OBJECTIVE:
Count the lines in the records below that contain the string "tent", treating uppercase and lowercase as different. Reply with the number alone.
————
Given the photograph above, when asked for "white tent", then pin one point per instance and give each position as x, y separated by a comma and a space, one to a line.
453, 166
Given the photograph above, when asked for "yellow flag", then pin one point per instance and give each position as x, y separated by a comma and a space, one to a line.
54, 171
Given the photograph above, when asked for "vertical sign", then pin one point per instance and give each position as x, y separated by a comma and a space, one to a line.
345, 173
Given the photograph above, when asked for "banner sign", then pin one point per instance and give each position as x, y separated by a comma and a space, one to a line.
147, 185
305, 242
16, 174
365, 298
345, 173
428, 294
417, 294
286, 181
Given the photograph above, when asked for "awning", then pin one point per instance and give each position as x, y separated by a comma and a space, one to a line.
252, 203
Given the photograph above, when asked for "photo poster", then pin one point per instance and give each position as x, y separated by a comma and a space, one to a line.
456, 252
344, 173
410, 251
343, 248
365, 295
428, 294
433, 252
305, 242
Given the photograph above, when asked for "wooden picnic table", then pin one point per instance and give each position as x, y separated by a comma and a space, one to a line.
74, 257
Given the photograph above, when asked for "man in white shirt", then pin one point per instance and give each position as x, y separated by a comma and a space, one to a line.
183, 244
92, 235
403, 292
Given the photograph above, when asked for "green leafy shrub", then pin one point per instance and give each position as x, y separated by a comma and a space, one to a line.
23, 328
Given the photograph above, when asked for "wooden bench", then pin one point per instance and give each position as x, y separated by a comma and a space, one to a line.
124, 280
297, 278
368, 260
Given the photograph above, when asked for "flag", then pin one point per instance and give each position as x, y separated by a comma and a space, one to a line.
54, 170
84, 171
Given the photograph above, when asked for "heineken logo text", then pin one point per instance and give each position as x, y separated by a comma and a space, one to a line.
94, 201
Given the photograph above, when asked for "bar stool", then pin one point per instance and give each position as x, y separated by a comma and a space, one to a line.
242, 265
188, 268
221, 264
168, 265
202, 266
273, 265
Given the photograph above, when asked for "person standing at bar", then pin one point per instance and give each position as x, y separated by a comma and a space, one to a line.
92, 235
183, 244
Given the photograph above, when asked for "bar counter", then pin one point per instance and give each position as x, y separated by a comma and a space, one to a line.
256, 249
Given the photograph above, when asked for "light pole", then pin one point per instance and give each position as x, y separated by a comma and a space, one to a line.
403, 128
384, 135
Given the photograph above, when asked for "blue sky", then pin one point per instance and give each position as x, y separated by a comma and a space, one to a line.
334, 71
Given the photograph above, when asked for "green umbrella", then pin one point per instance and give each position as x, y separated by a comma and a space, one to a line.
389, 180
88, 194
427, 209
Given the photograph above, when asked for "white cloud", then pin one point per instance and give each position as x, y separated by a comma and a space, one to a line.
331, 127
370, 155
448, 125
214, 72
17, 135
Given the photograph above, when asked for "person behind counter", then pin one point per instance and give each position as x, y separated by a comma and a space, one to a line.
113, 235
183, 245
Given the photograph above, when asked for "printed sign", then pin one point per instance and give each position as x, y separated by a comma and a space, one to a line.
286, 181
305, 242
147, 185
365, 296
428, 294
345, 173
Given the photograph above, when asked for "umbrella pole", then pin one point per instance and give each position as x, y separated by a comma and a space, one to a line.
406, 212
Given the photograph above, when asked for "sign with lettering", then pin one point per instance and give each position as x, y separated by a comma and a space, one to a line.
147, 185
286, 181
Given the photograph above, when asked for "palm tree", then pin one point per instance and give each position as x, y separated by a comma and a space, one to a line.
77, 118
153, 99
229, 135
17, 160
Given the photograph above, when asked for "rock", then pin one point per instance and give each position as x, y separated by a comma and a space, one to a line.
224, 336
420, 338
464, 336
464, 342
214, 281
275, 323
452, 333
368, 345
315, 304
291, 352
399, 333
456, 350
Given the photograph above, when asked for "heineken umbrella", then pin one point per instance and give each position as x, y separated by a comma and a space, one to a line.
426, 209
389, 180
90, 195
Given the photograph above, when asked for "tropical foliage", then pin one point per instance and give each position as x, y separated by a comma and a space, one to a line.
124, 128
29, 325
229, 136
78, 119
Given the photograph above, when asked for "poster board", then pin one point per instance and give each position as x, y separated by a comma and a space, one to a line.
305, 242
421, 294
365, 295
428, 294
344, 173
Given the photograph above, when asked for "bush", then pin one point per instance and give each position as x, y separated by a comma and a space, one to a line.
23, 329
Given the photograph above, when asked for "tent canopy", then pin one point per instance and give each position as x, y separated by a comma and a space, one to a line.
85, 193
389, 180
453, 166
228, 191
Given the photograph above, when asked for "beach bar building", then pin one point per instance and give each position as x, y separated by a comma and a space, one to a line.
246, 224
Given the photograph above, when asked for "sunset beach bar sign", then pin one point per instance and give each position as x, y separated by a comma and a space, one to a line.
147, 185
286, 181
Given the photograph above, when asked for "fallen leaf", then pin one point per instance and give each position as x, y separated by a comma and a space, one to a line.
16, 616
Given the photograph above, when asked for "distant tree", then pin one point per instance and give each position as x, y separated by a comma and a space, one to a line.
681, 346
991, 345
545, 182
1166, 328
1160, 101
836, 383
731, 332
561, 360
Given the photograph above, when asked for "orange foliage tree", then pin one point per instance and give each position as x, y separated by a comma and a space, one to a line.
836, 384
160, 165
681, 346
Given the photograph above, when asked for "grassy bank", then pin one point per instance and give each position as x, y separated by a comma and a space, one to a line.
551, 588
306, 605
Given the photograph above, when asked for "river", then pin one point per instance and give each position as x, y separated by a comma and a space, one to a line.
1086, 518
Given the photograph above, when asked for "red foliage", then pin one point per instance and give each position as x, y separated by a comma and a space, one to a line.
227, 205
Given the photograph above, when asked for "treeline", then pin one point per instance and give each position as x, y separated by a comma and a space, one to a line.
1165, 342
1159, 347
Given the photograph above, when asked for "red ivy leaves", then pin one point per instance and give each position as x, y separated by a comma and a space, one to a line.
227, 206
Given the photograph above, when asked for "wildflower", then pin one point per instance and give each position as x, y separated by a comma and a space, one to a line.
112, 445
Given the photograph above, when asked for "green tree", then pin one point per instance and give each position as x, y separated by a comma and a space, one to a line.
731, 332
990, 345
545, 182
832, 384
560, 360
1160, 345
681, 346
————
OUTPUT:
2